Reproduce the rows below verbatim, from the first line through the line that contains "[[[103,80],[116,49],[115,12],[8,12],[9,81]]]", including both ends.

**Dataset excerpt**
START

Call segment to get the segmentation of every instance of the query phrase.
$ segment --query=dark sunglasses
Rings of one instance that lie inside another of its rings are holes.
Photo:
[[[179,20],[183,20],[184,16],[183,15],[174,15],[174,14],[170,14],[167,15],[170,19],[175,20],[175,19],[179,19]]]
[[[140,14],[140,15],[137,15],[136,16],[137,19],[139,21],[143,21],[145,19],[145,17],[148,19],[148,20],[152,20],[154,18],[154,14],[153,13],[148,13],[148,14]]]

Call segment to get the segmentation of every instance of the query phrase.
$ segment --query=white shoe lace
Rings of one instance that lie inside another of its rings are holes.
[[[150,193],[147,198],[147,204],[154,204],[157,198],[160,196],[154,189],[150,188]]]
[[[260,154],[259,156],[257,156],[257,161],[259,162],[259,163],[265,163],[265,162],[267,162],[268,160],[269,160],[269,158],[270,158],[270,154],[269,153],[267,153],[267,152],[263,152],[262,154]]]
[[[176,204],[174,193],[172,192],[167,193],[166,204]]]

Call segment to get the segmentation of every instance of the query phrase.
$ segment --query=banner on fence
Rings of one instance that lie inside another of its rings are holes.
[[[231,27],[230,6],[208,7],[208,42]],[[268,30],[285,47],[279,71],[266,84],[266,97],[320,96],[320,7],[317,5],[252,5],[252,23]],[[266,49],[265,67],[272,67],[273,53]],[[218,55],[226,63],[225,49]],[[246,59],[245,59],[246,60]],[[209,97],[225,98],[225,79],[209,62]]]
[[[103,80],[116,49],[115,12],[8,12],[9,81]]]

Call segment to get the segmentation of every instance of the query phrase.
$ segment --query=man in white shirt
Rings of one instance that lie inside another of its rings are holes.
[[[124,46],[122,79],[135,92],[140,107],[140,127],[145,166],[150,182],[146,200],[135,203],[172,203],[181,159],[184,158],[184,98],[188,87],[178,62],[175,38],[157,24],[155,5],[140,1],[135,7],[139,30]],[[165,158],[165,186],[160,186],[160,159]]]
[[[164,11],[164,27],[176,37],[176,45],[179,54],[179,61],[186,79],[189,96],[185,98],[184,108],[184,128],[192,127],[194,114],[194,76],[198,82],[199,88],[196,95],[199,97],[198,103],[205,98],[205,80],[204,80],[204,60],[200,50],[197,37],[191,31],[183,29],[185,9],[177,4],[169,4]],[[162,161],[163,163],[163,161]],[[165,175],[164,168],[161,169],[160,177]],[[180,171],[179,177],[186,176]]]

END

**EXPECTED OUTPUT**
Call segment to get the segmentation of every instance of the query phrase.
$ segment --query=dark sunglasses
Rings of one instance that lie inside another of its rings are holes.
Photo:
[[[179,20],[183,20],[184,16],[183,15],[174,15],[174,14],[170,14],[167,15],[170,19],[175,20],[175,19],[179,19]]]
[[[140,14],[140,15],[137,15],[136,16],[137,19],[139,21],[143,21],[145,19],[145,17],[148,19],[148,20],[152,20],[154,18],[154,14],[153,13],[148,13],[148,14]]]

Call segment to get the segmentation of every instance of the query phrase.
$ segment --query=white shoe lace
Rings of one instance that lie inside another of its rings are holes.
[[[150,193],[147,198],[147,204],[154,204],[157,198],[160,196],[154,189],[150,188]]]
[[[260,154],[259,156],[257,156],[257,161],[259,162],[259,163],[265,163],[265,162],[267,162],[268,160],[269,160],[269,158],[270,158],[270,154],[269,153],[267,153],[267,152],[263,152],[262,154]]]
[[[176,204],[174,193],[172,192],[167,193],[166,204]]]

Call segment to get the segmentation of every instance of the query phrase.
$ segment --query=banner on fence
Rings of one instance that lie inside another of its rings are holes.
[[[231,27],[230,6],[208,7],[208,42]],[[268,30],[285,47],[279,71],[266,84],[266,97],[320,96],[320,7],[317,5],[252,5],[252,23]],[[266,49],[265,67],[272,67],[273,53]],[[218,55],[226,63],[225,49]],[[246,59],[245,59],[246,60]],[[209,97],[225,98],[225,79],[209,62]]]
[[[103,80],[116,49],[115,12],[8,12],[9,81]]]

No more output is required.